*** Trecho do documento ***
A descoberta dá apoio à tese de que o amido foi um acréscimo crucial na dieta dos humanos ancestrais, e que a seleção natural favoreceu indivíduos que podiam sintetizar mais proteínas digestoras de amido.

“As cópias extra do gene são um caminho fácil para intensificar a expressão de uma proteína”, disse um dos autores do estudo, Nathaniel Dominy, professor assistente de antropologia da Universidade da Califórnia em Santa Cruz, nos Estados Unidos.

Outros primatas comem primordialmente frutas maduras, pobres em amido. Uma nova habilidade para suplementar a dieta com amidos ricos em calorias poderia ter alimentado os grandes cérebros humanos, dando acesso a novos suprimentos alimentares que teriam impulsionado a colonização do planeta, de acordo com Dominy.

Os pesquisadores colheram amostras de saliva de 50 universitários norte-americanos descendentes de europeus e encontraram 15 cópias do gene de amilase por pessoa. Em comparação, foram analisados 15 chimpanzés e todos eles tinham exatamente duas cópias cada. Estudantes com mais cópias do gene também apresentavam concentrações mais altas da enzima na saliva.

Em seguida, a equipe estudou grupos de humanos com diferentes dietas. Foi observada uma correspondência similar entre a quantidade de amido na dieta de um grupo e seu número médio de cópias do gene da amilase.

“Os habitantes da Yakútia, no Ártico, cuja dieta tradicional é baseada em peixe, tinham menos cópias do que os japoneses, cuja dieta inclui alimentos ricos em amido, como o arroz”, exemplificou Dominy.

O mesmo padrão foi observado em duas tribos da Tanzânia, os datog, que são criadores de gado, e os hadza, que se alimentam de tubérculos e raízes. “Apesar da proximidade geográfica e do parentesco genético, há grandes diferenças na média de cópias nessas populações. Acreditamos que isso ocorra por causa da dieta”, disse o cientista.
*** Dados fornecidos ***
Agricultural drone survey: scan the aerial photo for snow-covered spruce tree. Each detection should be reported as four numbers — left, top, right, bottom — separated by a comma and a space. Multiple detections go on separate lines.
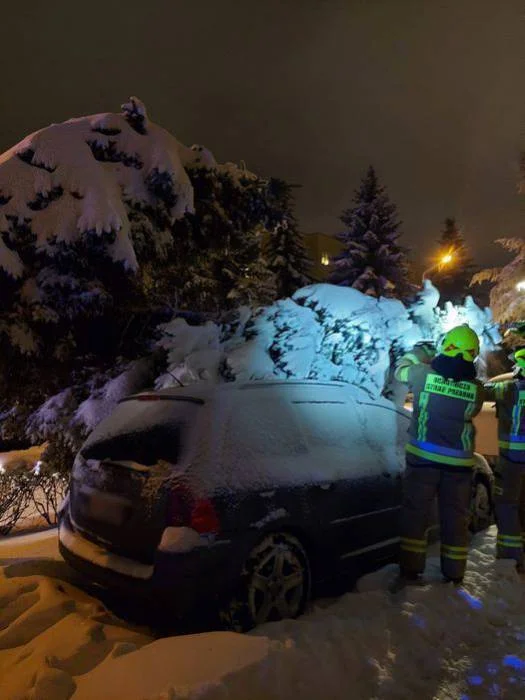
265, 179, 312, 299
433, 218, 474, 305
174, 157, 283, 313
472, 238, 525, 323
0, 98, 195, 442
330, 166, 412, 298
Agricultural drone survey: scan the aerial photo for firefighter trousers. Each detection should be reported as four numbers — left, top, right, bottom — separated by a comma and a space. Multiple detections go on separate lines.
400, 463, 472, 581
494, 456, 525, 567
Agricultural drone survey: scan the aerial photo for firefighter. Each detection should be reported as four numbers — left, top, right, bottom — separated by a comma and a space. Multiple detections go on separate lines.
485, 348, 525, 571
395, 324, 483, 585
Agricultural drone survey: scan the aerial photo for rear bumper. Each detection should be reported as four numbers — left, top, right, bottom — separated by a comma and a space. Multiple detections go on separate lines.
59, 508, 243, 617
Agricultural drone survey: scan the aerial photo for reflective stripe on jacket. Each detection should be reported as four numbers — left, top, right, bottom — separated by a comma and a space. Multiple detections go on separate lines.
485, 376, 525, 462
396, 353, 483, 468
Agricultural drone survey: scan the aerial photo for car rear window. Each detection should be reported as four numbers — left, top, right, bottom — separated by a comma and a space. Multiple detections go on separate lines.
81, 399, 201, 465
***
*** Dados fornecidos ***
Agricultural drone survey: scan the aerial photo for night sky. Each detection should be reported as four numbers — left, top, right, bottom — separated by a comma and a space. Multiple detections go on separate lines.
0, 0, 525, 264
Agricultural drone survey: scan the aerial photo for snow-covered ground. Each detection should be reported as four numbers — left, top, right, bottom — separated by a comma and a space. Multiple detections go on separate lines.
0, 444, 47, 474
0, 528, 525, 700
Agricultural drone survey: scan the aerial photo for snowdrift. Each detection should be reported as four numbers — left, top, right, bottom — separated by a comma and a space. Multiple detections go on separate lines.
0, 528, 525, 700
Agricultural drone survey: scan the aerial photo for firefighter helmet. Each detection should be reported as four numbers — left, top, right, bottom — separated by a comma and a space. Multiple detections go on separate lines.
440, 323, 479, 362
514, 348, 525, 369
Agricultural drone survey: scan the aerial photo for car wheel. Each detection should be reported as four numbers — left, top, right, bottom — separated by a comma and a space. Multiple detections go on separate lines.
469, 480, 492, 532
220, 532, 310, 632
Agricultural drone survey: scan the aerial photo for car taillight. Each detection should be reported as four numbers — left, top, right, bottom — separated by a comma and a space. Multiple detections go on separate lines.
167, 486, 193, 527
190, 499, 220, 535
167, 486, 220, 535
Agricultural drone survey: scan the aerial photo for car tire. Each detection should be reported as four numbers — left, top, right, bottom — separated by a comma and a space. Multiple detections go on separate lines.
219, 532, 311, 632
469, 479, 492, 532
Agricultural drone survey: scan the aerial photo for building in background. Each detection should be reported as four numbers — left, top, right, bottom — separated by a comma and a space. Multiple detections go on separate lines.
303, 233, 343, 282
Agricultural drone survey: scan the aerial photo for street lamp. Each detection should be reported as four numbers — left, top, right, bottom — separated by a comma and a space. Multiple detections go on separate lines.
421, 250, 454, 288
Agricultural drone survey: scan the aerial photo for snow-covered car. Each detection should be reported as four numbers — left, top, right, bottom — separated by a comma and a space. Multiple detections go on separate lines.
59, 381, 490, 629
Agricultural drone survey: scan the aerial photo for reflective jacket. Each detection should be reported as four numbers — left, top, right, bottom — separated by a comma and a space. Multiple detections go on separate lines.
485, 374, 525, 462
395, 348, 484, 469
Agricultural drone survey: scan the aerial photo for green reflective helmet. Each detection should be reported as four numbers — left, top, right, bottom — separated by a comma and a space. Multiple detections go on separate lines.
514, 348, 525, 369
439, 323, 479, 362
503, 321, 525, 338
***
### Sobre o exercício
Responda com base no trecho sobre o gene da amilase:
1. Quantas cópias do gene tinha cada um dos 15 chimpanzés analisados?
2. Em que se baseia a dieta tradicional dos habitantes da Yakútia?
3. De que se alimentam os hadza?

### Resposta
1. Exatamente duas cópias cada.
2. Em peixe.
3. De tubérculos e raízes.